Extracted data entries
■ ■ ■

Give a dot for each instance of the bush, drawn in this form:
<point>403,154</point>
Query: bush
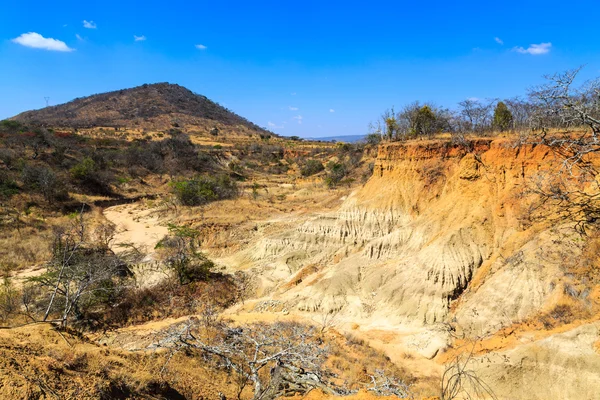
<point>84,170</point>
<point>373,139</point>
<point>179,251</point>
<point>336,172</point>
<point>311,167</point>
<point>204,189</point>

■ ■ ■

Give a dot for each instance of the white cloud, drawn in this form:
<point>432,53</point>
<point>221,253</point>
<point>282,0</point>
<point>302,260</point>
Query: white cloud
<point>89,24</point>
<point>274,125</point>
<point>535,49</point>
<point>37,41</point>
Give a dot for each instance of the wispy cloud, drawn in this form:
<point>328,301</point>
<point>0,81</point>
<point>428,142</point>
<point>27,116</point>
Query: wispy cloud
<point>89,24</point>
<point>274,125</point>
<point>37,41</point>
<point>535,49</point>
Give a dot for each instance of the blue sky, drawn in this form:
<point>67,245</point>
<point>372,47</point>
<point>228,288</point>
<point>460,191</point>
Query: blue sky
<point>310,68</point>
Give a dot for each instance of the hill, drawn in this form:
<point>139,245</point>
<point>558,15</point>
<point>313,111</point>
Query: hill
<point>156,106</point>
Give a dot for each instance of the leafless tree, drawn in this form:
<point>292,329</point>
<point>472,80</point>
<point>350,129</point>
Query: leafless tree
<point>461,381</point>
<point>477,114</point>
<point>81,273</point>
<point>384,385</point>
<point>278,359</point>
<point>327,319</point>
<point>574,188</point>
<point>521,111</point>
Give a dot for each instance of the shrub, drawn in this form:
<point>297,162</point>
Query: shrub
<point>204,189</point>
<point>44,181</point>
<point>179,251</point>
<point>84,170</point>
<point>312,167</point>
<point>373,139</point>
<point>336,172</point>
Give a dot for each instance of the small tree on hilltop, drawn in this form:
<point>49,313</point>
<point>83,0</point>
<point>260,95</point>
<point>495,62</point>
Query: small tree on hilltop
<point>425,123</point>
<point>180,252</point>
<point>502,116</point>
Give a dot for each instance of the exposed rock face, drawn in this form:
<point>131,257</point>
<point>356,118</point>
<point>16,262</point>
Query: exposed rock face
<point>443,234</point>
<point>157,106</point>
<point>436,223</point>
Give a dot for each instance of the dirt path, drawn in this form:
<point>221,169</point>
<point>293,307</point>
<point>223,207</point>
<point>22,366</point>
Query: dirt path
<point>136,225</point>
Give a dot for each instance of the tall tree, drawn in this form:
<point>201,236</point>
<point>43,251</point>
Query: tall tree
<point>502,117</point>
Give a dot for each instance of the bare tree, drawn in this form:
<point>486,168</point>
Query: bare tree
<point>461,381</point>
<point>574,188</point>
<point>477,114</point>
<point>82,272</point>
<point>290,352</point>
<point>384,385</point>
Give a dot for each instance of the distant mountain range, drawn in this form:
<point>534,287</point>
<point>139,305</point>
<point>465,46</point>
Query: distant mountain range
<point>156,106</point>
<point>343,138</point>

■ ■ ■

Task brief → Rewrite the records from the line with "Give a dot for each instance of the tall" to the line with "<point>343,138</point>", both included, keeping every request line as it stands. Multiply each answer point's coordinates by 2.1 and round to whole numbers, with halves rounded up, but leave the sample points within the requests unchanged.

The completed task →
Give a dot for each instance of the tall tree, drawn in this form:
<point>201,236</point>
<point>43,251</point>
Query: tall tree
<point>1054,246</point>
Give a dot for each instance of the bare tree, drawn in this form:
<point>486,168</point>
Query: bare tree
<point>968,800</point>
<point>1205,395</point>
<point>1002,239</point>
<point>172,571</point>
<point>609,739</point>
<point>806,809</point>
Give a dot for each instance of the distant mountain range, drawn in this form:
<point>534,287</point>
<point>139,305</point>
<point>465,46</point>
Query: distant mountain range
<point>328,223</point>
<point>720,290</point>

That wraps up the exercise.